> WHAT IS EXPECTED
Repeat the listing exactly. Any picture in it should be left out of the copy.
***
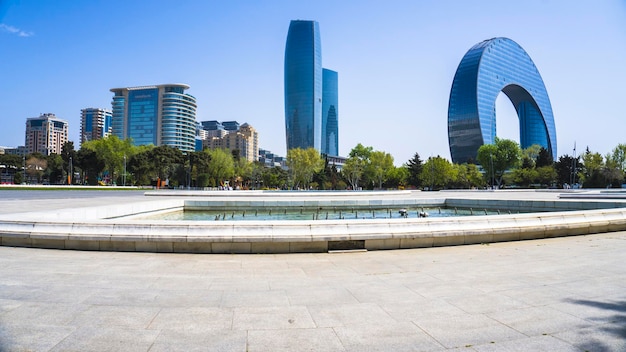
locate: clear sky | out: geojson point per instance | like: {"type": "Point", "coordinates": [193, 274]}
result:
{"type": "Point", "coordinates": [396, 60]}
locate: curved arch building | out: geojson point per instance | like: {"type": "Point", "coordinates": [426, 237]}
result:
{"type": "Point", "coordinates": [488, 68]}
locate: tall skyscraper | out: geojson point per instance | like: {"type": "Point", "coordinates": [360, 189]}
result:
{"type": "Point", "coordinates": [303, 85]}
{"type": "Point", "coordinates": [95, 123]}
{"type": "Point", "coordinates": [159, 115]}
{"type": "Point", "coordinates": [330, 111]}
{"type": "Point", "coordinates": [46, 134]}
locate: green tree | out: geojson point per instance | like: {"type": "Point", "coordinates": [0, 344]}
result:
{"type": "Point", "coordinates": [243, 172]}
{"type": "Point", "coordinates": [90, 164]}
{"type": "Point", "coordinates": [12, 164]}
{"type": "Point", "coordinates": [356, 168]}
{"type": "Point", "coordinates": [397, 177]}
{"type": "Point", "coordinates": [546, 175]}
{"type": "Point", "coordinates": [68, 154]}
{"type": "Point", "coordinates": [165, 160]}
{"type": "Point", "coordinates": [303, 164]}
{"type": "Point", "coordinates": [36, 165]}
{"type": "Point", "coordinates": [141, 167]}
{"type": "Point", "coordinates": [380, 164]}
{"type": "Point", "coordinates": [467, 176]}
{"type": "Point", "coordinates": [111, 150]}
{"type": "Point", "coordinates": [54, 169]}
{"type": "Point", "coordinates": [353, 170]}
{"type": "Point", "coordinates": [437, 173]}
{"type": "Point", "coordinates": [497, 158]}
{"type": "Point", "coordinates": [221, 166]}
{"type": "Point", "coordinates": [414, 166]}
{"type": "Point", "coordinates": [275, 177]}
{"type": "Point", "coordinates": [592, 167]}
{"type": "Point", "coordinates": [544, 158]}
{"type": "Point", "coordinates": [200, 168]}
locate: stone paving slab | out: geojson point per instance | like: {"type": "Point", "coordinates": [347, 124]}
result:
{"type": "Point", "coordinates": [561, 294]}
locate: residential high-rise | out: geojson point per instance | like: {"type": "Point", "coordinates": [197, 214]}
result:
{"type": "Point", "coordinates": [330, 111]}
{"type": "Point", "coordinates": [488, 68]}
{"type": "Point", "coordinates": [95, 123]}
{"type": "Point", "coordinates": [46, 134]}
{"type": "Point", "coordinates": [159, 115]}
{"type": "Point", "coordinates": [245, 138]}
{"type": "Point", "coordinates": [303, 85]}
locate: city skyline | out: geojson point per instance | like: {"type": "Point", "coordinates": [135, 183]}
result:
{"type": "Point", "coordinates": [397, 62]}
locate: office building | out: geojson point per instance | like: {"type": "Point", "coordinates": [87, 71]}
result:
{"type": "Point", "coordinates": [95, 123]}
{"type": "Point", "coordinates": [488, 68]}
{"type": "Point", "coordinates": [330, 110]}
{"type": "Point", "coordinates": [245, 138]}
{"type": "Point", "coordinates": [303, 85]}
{"type": "Point", "coordinates": [159, 115]}
{"type": "Point", "coordinates": [311, 92]}
{"type": "Point", "coordinates": [46, 134]}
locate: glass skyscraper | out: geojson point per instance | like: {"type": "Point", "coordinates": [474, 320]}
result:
{"type": "Point", "coordinates": [303, 85]}
{"type": "Point", "coordinates": [488, 68]}
{"type": "Point", "coordinates": [158, 115]}
{"type": "Point", "coordinates": [330, 110]}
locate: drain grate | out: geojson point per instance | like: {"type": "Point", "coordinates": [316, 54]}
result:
{"type": "Point", "coordinates": [346, 245]}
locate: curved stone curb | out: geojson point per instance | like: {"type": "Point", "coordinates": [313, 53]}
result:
{"type": "Point", "coordinates": [301, 235]}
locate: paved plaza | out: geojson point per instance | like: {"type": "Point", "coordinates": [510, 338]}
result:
{"type": "Point", "coordinates": [561, 294]}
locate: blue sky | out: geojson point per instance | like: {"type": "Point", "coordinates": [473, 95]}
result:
{"type": "Point", "coordinates": [396, 60]}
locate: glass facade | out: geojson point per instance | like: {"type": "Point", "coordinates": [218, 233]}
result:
{"type": "Point", "coordinates": [488, 68]}
{"type": "Point", "coordinates": [303, 86]}
{"type": "Point", "coordinates": [330, 111]}
{"type": "Point", "coordinates": [157, 115]}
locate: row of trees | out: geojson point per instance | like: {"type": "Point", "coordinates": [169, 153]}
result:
{"type": "Point", "coordinates": [502, 164]}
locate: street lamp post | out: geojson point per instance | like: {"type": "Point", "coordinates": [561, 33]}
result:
{"type": "Point", "coordinates": [124, 175]}
{"type": "Point", "coordinates": [492, 171]}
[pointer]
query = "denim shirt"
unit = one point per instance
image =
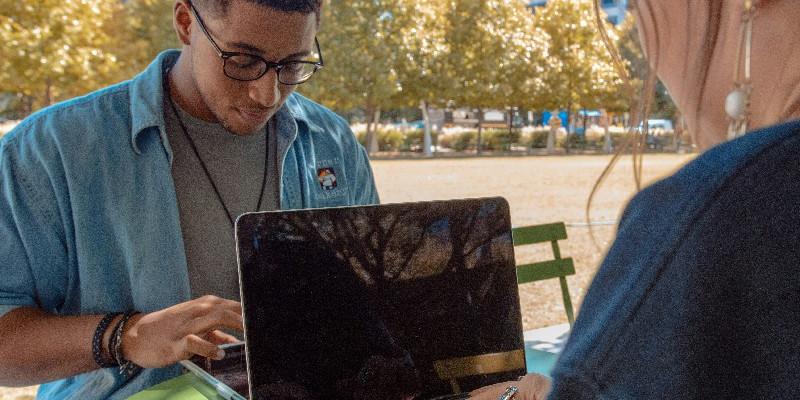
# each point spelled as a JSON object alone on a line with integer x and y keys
{"x": 89, "y": 218}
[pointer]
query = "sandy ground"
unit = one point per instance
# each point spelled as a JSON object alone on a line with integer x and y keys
{"x": 539, "y": 190}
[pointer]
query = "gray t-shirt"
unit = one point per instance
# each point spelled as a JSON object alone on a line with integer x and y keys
{"x": 236, "y": 165}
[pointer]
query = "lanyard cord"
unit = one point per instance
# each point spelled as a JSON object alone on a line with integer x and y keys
{"x": 203, "y": 164}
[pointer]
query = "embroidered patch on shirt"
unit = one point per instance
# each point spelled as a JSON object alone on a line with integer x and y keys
{"x": 327, "y": 178}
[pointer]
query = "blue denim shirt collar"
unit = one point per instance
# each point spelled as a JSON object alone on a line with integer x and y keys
{"x": 147, "y": 110}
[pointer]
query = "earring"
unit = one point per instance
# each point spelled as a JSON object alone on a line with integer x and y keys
***
> YOUR SOLUTION
locate: clear sky | out: geojson point per instance | like: {"type": "Point", "coordinates": [193, 274]}
result:
{"type": "Point", "coordinates": [396, 60]}
locate: curved arch building | out: geojson point per instance | like: {"type": "Point", "coordinates": [426, 237]}
result:
{"type": "Point", "coordinates": [488, 68]}
locate: tall skyscraper | out: geojson point per instance | like: {"type": "Point", "coordinates": [360, 189]}
result:
{"type": "Point", "coordinates": [303, 85]}
{"type": "Point", "coordinates": [95, 123]}
{"type": "Point", "coordinates": [159, 115]}
{"type": "Point", "coordinates": [330, 111]}
{"type": "Point", "coordinates": [46, 134]}
locate: green tree | out: geojson point per instance | like: {"type": "Point", "coordinates": [0, 344]}
result:
{"type": "Point", "coordinates": [243, 172]}
{"type": "Point", "coordinates": [90, 164]}
{"type": "Point", "coordinates": [12, 164]}
{"type": "Point", "coordinates": [356, 168]}
{"type": "Point", "coordinates": [397, 177]}
{"type": "Point", "coordinates": [546, 175]}
{"type": "Point", "coordinates": [68, 154]}
{"type": "Point", "coordinates": [165, 160]}
{"type": "Point", "coordinates": [303, 164]}
{"type": "Point", "coordinates": [36, 165]}
{"type": "Point", "coordinates": [141, 167]}
{"type": "Point", "coordinates": [380, 164]}
{"type": "Point", "coordinates": [467, 176]}
{"type": "Point", "coordinates": [111, 150]}
{"type": "Point", "coordinates": [54, 169]}
{"type": "Point", "coordinates": [353, 170]}
{"type": "Point", "coordinates": [437, 173]}
{"type": "Point", "coordinates": [497, 158]}
{"type": "Point", "coordinates": [221, 166]}
{"type": "Point", "coordinates": [414, 166]}
{"type": "Point", "coordinates": [275, 177]}
{"type": "Point", "coordinates": [592, 167]}
{"type": "Point", "coordinates": [544, 158]}
{"type": "Point", "coordinates": [200, 168]}
locate: stone paving slab | out: geojson point per instance | like: {"type": "Point", "coordinates": [347, 124]}
result:
{"type": "Point", "coordinates": [561, 294]}
locate: residential high-rise | out: geojson point per instance | like: {"type": "Point", "coordinates": [197, 214]}
result:
{"type": "Point", "coordinates": [330, 111]}
{"type": "Point", "coordinates": [488, 68]}
{"type": "Point", "coordinates": [95, 123]}
{"type": "Point", "coordinates": [46, 134]}
{"type": "Point", "coordinates": [159, 115]}
{"type": "Point", "coordinates": [245, 138]}
{"type": "Point", "coordinates": [303, 85]}
locate: city skyline | out: geojson point per instance | like: {"type": "Point", "coordinates": [135, 183]}
result:
{"type": "Point", "coordinates": [397, 62]}
locate: office building | out: geojson point per instance | like: {"type": "Point", "coordinates": [87, 71]}
result:
{"type": "Point", "coordinates": [95, 123]}
{"type": "Point", "coordinates": [488, 68]}
{"type": "Point", "coordinates": [330, 110]}
{"type": "Point", "coordinates": [245, 138]}
{"type": "Point", "coordinates": [303, 85]}
{"type": "Point", "coordinates": [159, 115]}
{"type": "Point", "coordinates": [311, 92]}
{"type": "Point", "coordinates": [46, 134]}
locate: glass skyscraper | out: geojson point per instance | like: {"type": "Point", "coordinates": [474, 320]}
result:
{"type": "Point", "coordinates": [303, 85]}
{"type": "Point", "coordinates": [488, 68]}
{"type": "Point", "coordinates": [158, 115]}
{"type": "Point", "coordinates": [330, 110]}
locate: drain grate | out: geojson point per instance | like: {"type": "Point", "coordinates": [316, 54]}
result:
{"type": "Point", "coordinates": [346, 245]}
locate: curved stone curb | out: geojson point per instance | like: {"type": "Point", "coordinates": [313, 53]}
result:
{"type": "Point", "coordinates": [301, 235]}
locate: paved plaza | out: geojson point per instance | like: {"type": "Point", "coordinates": [510, 338]}
result:
{"type": "Point", "coordinates": [561, 294]}
locate: blue sky | out: geojson point per instance | like: {"type": "Point", "coordinates": [473, 95]}
result:
{"type": "Point", "coordinates": [396, 60]}
locate: glass facade | out: geojson point per instance | like: {"type": "Point", "coordinates": [218, 233]}
result:
{"type": "Point", "coordinates": [488, 68]}
{"type": "Point", "coordinates": [303, 86]}
{"type": "Point", "coordinates": [330, 111]}
{"type": "Point", "coordinates": [157, 115]}
locate: row of trees | out: geojson point per instance | like: {"type": "Point", "coordinates": [169, 153]}
result:
{"type": "Point", "coordinates": [502, 164]}
locate: street lamp post | out: geojson point per instance | like: {"type": "Point", "coordinates": [561, 33]}
result:
{"type": "Point", "coordinates": [124, 175]}
{"type": "Point", "coordinates": [492, 171]}
[pointer]
query = "denim shirt"
unit = one point per instance
image =
# each point spelled as a JSON object alone on a line with integer x and y keys
{"x": 89, "y": 218}
[pointer]
query = "sandy ground"
unit = one point per instance
# each point spelled as a JSON object alone on a line with integer x and y keys
{"x": 539, "y": 190}
[pointer]
query = "gray t-shirt"
unit = one point per instance
# each point spelled as a JSON object alone on a line with integer x and y keys
{"x": 236, "y": 165}
[pointer]
query = "lanyard cord"
unit = one point per instance
# each point spelled as a JSON object alone on a line with integer x and y keys
{"x": 203, "y": 164}
[pointer]
query = "embroidered patch on shirt"
unit = one point per instance
# each point spelled as a JSON object alone on a line with integer x and y keys
{"x": 327, "y": 178}
[pointer]
query = "blue denim shirt collar"
unit = one point per instance
# each point spelled as a JSON object alone on a line with integer x and y keys
{"x": 147, "y": 110}
[pointer]
query = "earring"
unit = one point per instance
# each point spelled as a JSON object alone on a line with integer x and y keys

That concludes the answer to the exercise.